TASK PROMPT: Turn the listing into a numbered list, starting with its first line and continuing through the line that contains "M 253 330 L", both included. Leave out blank lines.

Start of RECORDS TO PROCESS

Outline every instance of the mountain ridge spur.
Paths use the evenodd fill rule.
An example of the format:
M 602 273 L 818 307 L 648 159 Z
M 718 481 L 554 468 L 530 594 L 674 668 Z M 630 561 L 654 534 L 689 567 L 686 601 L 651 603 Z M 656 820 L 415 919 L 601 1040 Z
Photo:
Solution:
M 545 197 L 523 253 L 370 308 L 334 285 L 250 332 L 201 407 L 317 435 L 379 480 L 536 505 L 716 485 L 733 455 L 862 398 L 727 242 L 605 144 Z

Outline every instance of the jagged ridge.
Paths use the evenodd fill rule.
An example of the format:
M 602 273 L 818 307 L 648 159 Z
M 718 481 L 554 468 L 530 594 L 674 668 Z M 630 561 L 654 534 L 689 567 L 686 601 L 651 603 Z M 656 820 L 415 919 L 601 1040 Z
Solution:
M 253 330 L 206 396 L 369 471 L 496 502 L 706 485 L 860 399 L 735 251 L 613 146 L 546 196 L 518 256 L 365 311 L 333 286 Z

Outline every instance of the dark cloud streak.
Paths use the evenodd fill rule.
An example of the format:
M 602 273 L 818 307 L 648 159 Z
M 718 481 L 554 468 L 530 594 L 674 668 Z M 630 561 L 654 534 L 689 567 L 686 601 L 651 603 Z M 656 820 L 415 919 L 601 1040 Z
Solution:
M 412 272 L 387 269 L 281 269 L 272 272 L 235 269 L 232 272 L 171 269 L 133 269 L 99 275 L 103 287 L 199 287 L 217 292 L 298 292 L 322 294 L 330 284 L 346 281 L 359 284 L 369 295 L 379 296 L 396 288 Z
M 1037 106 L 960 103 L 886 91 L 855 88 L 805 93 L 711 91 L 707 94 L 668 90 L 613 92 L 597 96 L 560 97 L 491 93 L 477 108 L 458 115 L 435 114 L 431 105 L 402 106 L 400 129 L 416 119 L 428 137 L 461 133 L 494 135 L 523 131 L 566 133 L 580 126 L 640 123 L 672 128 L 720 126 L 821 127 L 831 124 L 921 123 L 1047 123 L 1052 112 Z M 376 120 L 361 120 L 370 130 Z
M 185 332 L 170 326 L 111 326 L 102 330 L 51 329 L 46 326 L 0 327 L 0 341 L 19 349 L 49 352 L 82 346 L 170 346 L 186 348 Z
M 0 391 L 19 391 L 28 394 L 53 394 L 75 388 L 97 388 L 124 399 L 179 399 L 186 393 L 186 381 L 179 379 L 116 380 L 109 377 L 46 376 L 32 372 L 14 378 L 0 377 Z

End of RECORDS TO PROCESS

RESULT OF THIS EXERCISE:
1. Outline every instance of the mountain ridge spur.
2. Paths use the evenodd fill rule.
3. An example of the format:
4. M 602 273 L 818 307 L 648 159 Z
5. M 718 481 L 554 468 L 530 594 L 674 668 Z M 630 561 L 654 534 L 689 567 L 686 601 L 651 603 Z M 656 820 L 415 919 L 601 1040 Z
6. Photo:
7. Solution:
8. M 545 197 L 523 253 L 370 308 L 334 285 L 250 332 L 201 407 L 317 435 L 379 480 L 536 505 L 716 485 L 733 455 L 862 398 L 727 242 L 605 144 Z
9. Outline every instance of the jagged ridge.
10. Paths use the evenodd fill rule.
11. An example of the format:
12. M 602 273 L 818 307 L 648 159 Z
13. M 718 481 L 554 468 L 530 594 L 674 668 Z M 630 561 L 654 534 L 689 567 L 686 601 L 651 603 Z M 656 820 L 415 919 L 601 1040 Z
14. Solution:
15. M 253 330 L 206 396 L 369 471 L 496 502 L 706 485 L 860 399 L 735 251 L 613 146 L 546 196 L 518 256 L 365 311 L 333 286 Z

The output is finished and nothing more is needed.